Saved entries:
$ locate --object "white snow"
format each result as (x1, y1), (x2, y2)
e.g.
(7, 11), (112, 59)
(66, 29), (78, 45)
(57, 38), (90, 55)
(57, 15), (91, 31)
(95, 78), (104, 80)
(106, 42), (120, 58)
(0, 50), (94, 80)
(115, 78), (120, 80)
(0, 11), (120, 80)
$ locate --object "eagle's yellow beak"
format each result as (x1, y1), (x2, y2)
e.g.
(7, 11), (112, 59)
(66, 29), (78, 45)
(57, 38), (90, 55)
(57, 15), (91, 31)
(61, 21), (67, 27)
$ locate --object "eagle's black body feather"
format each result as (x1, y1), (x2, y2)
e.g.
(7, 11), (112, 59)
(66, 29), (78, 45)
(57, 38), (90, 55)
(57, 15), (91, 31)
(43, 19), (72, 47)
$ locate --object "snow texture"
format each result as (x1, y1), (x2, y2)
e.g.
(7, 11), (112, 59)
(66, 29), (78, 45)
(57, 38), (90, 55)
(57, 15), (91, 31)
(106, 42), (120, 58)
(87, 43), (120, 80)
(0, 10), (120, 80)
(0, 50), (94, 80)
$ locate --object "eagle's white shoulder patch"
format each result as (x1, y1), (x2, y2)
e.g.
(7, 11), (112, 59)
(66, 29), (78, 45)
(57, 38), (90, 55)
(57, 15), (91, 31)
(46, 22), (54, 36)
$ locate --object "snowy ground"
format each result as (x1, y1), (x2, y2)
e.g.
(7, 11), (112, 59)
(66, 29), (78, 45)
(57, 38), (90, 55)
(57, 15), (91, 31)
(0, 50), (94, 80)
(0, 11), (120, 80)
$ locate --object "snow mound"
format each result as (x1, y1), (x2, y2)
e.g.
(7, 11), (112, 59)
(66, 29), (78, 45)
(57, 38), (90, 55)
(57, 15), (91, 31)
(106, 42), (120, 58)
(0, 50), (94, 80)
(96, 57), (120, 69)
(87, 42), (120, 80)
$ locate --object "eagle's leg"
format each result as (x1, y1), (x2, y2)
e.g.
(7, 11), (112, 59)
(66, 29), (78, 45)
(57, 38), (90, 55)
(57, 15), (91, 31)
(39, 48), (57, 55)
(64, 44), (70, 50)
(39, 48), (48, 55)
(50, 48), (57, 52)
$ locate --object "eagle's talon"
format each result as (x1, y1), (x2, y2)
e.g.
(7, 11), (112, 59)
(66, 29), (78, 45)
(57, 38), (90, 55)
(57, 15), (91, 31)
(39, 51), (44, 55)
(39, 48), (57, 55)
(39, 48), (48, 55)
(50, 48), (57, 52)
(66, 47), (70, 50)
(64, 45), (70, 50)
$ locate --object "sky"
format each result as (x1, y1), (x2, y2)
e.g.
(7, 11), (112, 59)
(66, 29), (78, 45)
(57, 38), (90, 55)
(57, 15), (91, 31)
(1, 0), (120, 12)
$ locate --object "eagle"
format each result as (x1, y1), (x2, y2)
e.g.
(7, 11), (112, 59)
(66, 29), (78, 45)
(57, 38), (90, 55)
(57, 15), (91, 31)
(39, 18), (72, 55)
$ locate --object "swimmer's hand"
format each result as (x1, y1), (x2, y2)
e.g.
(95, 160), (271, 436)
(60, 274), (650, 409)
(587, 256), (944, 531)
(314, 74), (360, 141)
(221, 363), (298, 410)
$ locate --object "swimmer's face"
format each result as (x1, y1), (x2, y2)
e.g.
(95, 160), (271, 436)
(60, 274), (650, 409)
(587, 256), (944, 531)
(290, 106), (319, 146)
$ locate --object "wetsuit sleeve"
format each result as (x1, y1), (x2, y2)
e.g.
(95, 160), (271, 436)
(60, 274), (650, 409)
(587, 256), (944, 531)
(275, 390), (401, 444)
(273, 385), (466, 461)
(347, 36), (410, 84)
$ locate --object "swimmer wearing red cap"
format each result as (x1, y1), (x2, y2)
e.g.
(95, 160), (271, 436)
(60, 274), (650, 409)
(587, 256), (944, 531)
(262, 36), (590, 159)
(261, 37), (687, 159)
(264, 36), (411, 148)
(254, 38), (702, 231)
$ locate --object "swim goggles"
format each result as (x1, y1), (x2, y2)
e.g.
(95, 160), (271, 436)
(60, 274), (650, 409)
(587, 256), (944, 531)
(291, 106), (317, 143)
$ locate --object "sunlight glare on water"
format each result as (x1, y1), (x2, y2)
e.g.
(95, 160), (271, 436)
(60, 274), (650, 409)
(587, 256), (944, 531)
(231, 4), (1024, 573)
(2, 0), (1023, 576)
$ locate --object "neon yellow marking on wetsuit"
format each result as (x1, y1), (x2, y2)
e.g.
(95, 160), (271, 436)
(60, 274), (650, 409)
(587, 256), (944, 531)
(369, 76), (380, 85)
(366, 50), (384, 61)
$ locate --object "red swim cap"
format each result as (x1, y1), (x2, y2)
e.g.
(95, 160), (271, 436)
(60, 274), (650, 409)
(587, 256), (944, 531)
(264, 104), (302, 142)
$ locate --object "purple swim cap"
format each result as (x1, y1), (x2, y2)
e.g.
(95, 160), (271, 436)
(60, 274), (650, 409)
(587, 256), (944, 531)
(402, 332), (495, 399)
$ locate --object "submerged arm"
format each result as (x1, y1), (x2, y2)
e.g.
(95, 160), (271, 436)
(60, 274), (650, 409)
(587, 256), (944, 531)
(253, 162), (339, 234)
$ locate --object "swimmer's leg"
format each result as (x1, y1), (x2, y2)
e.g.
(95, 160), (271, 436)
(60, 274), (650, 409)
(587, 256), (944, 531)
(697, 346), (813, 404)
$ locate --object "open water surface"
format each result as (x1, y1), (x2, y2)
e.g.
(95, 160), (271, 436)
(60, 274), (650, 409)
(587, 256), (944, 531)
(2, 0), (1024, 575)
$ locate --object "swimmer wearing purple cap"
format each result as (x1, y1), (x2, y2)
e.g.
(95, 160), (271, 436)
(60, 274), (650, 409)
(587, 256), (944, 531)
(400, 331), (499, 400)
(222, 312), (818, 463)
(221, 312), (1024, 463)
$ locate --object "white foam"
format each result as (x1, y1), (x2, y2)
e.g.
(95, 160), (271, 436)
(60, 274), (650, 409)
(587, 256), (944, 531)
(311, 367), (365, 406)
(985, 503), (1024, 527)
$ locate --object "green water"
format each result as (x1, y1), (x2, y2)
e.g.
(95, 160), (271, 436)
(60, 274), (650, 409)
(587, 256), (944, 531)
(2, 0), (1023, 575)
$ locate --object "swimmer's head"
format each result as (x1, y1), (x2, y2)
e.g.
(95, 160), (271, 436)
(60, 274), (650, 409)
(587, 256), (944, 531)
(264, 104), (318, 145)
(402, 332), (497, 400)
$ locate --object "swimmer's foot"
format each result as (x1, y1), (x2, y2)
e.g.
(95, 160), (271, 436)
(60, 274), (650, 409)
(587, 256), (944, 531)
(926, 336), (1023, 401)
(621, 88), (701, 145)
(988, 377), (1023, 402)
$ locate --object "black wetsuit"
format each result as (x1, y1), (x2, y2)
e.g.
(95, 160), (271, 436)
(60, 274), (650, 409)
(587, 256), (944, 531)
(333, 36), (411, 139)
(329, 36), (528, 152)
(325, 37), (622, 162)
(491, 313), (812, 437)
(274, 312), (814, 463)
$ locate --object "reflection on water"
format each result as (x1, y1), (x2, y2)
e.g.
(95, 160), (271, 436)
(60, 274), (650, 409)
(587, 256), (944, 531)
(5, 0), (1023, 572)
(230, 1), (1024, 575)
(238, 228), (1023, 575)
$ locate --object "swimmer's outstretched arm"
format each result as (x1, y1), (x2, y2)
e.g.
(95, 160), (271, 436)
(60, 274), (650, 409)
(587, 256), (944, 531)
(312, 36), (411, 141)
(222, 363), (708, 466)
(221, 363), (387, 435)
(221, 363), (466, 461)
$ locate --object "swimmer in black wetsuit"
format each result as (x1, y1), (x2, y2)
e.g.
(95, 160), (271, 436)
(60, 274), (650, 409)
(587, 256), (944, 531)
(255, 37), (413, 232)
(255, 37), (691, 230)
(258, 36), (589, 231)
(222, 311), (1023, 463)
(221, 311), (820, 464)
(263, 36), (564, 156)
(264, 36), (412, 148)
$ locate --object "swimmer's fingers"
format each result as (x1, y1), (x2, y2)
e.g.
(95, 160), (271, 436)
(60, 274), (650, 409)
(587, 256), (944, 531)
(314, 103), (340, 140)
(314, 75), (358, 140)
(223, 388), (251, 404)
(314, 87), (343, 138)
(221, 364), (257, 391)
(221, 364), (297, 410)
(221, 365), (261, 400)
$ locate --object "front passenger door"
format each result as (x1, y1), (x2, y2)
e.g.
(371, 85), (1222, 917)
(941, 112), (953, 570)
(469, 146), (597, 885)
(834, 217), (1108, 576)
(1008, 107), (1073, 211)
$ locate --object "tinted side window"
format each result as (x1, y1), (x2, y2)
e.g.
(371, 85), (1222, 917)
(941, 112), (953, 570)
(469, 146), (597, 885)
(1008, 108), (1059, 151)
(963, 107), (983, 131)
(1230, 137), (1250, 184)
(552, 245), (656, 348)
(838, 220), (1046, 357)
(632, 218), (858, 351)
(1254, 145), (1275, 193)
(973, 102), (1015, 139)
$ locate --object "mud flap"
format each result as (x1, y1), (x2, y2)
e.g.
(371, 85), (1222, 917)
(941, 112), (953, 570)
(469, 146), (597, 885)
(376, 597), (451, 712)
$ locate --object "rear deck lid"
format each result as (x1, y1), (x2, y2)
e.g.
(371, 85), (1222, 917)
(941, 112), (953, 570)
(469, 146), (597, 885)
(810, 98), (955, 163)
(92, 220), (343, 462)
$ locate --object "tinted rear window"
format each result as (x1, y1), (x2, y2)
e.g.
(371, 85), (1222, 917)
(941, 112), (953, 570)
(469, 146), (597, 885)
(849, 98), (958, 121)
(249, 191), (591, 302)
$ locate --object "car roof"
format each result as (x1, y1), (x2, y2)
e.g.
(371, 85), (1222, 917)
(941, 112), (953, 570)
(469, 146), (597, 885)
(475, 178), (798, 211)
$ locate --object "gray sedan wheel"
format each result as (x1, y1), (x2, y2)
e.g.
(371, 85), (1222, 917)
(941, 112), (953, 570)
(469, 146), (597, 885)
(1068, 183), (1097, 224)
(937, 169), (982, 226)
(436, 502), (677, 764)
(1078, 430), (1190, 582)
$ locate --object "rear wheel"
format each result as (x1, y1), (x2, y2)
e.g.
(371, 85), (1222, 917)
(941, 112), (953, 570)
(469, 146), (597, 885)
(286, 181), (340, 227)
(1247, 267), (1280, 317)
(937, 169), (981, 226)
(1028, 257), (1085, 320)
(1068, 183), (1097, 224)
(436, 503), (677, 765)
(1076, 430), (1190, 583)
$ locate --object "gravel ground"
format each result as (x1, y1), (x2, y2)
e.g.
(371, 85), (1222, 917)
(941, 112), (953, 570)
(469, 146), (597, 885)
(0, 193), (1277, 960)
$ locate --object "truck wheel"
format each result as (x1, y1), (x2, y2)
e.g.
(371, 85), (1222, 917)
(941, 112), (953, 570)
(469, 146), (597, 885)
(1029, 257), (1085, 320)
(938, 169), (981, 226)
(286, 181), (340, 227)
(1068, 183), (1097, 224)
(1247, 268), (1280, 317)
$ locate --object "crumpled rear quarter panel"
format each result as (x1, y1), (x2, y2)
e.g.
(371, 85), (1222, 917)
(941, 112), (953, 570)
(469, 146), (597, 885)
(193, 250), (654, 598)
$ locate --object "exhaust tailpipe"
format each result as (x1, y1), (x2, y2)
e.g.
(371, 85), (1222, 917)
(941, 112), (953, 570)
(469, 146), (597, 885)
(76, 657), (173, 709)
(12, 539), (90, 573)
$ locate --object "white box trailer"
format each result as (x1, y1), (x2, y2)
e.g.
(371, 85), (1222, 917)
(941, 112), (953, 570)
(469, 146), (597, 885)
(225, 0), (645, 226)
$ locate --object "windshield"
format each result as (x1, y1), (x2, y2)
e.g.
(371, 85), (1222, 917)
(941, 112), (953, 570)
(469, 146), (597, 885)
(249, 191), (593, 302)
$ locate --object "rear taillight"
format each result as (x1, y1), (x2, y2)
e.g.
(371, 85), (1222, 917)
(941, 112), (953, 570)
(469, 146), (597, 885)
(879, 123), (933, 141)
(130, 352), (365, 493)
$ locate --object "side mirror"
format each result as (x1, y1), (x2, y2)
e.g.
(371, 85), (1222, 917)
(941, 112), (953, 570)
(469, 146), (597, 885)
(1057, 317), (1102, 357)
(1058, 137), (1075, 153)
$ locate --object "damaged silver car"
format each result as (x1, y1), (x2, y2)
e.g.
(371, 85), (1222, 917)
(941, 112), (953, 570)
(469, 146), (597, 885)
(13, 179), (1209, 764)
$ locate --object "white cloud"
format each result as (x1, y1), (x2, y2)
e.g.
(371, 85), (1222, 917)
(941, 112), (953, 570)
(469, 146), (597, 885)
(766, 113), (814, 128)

Task goal – In the data above, count the lines where the word "window" appears; reply with the number only.

Answer to the problem – 2